Recorded data.
-------

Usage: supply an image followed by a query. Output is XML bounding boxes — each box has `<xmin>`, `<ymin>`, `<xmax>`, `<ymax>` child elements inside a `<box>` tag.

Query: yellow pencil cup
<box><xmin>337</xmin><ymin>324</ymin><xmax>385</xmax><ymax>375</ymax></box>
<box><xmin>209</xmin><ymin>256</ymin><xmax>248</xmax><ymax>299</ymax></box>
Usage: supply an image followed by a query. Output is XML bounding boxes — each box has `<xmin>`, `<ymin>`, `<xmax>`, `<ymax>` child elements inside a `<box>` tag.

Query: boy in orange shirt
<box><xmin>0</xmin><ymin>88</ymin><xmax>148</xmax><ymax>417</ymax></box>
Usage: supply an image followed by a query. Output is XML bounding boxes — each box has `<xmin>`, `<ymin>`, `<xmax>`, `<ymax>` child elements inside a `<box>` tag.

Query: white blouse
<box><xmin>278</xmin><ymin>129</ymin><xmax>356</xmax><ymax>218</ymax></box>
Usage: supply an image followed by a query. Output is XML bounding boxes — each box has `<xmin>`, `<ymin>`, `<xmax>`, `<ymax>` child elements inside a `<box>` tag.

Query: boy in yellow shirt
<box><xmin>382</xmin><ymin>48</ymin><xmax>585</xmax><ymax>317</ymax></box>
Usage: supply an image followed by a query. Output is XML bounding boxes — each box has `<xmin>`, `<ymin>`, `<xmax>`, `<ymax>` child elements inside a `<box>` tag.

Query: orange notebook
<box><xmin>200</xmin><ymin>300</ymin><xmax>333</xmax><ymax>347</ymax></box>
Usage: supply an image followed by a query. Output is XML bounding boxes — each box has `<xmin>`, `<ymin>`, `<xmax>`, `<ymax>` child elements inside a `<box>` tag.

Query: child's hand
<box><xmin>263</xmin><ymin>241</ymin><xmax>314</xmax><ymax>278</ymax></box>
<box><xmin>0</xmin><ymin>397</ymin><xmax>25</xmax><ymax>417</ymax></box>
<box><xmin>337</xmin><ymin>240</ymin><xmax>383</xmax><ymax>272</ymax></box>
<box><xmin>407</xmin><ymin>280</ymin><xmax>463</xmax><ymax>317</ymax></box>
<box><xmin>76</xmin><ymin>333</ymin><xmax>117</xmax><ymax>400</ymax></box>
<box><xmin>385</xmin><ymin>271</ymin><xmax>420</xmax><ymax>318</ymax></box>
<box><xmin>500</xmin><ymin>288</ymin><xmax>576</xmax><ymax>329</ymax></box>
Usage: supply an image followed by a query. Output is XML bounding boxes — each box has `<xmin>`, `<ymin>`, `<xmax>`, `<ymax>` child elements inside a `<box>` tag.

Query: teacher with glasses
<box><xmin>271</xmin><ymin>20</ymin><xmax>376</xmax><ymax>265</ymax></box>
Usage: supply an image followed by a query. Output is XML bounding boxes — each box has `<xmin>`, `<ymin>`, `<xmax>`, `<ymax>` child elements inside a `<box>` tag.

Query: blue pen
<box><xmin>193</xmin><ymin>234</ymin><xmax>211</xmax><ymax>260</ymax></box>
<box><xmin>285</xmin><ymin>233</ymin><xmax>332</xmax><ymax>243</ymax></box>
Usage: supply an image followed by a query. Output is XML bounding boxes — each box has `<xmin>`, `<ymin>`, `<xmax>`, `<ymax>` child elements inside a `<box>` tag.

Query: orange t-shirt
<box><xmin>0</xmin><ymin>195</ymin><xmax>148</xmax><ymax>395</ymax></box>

-------

STATED TASK.
Count the lines of the entries above that contain the string "orange", treating uppercase and lowercase as different. Reply with the number alone.

OUTPUT.
3